TASK DESCRIPTION
For this exercise, return exactly the lines of the material below that begin at the one with "Query: double-hung window" and stop after the one with "Query: door with glass panel".

MATERIAL SHOWN
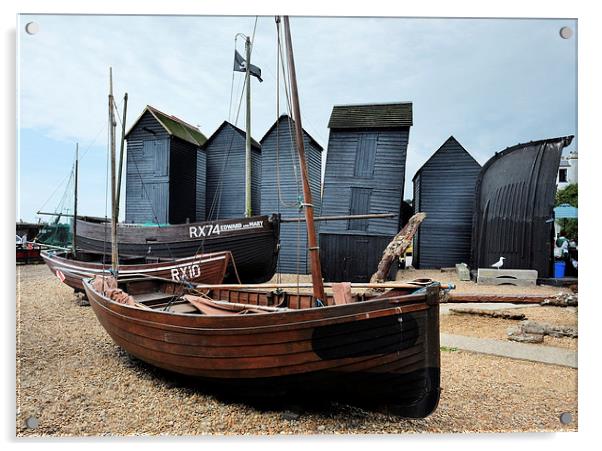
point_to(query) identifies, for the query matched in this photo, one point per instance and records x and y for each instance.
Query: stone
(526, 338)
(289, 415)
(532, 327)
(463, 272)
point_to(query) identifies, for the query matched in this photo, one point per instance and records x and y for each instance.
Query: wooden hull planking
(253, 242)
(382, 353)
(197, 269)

...

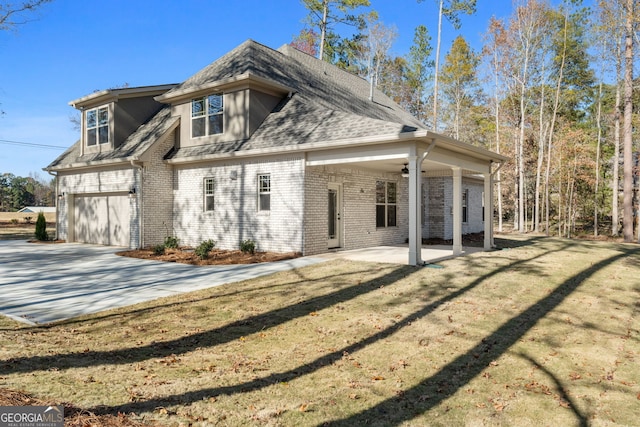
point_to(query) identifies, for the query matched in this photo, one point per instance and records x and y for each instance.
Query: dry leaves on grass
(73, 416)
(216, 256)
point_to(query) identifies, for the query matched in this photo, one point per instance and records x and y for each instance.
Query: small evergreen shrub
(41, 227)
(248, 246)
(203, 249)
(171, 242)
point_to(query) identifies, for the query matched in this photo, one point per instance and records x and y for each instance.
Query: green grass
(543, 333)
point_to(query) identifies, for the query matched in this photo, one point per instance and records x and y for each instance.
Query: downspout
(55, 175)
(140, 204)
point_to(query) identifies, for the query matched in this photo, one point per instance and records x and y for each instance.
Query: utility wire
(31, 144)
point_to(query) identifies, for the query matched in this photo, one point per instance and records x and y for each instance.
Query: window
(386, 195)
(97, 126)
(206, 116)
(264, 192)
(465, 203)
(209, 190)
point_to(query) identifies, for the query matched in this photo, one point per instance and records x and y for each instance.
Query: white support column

==

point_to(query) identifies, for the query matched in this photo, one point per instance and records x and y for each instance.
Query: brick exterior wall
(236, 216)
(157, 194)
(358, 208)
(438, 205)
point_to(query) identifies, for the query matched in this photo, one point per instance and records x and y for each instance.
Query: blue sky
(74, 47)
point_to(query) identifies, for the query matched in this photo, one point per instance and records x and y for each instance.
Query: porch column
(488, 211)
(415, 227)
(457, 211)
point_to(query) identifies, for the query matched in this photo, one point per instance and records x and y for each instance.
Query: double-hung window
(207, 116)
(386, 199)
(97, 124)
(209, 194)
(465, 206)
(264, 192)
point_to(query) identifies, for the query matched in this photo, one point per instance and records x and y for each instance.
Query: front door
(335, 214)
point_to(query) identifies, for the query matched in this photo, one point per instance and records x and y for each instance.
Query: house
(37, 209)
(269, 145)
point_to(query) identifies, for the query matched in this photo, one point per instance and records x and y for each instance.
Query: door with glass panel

ANSWER SPACE
Query: double-hung window
(207, 116)
(386, 199)
(97, 124)
(209, 194)
(465, 206)
(264, 192)
point_to(query) identifies, for the query matched in this photo, one point per instance and records x and y for each instance.
Query: front door
(335, 214)
point_to(query) identifies, for the query matched in this photo, one point per instance and records x and y for each instance.
Query: house
(37, 209)
(269, 145)
point_to(query) identifies, for the query matched in this photo, one point per instance and records x and y for each instance.
Query: door with glass panel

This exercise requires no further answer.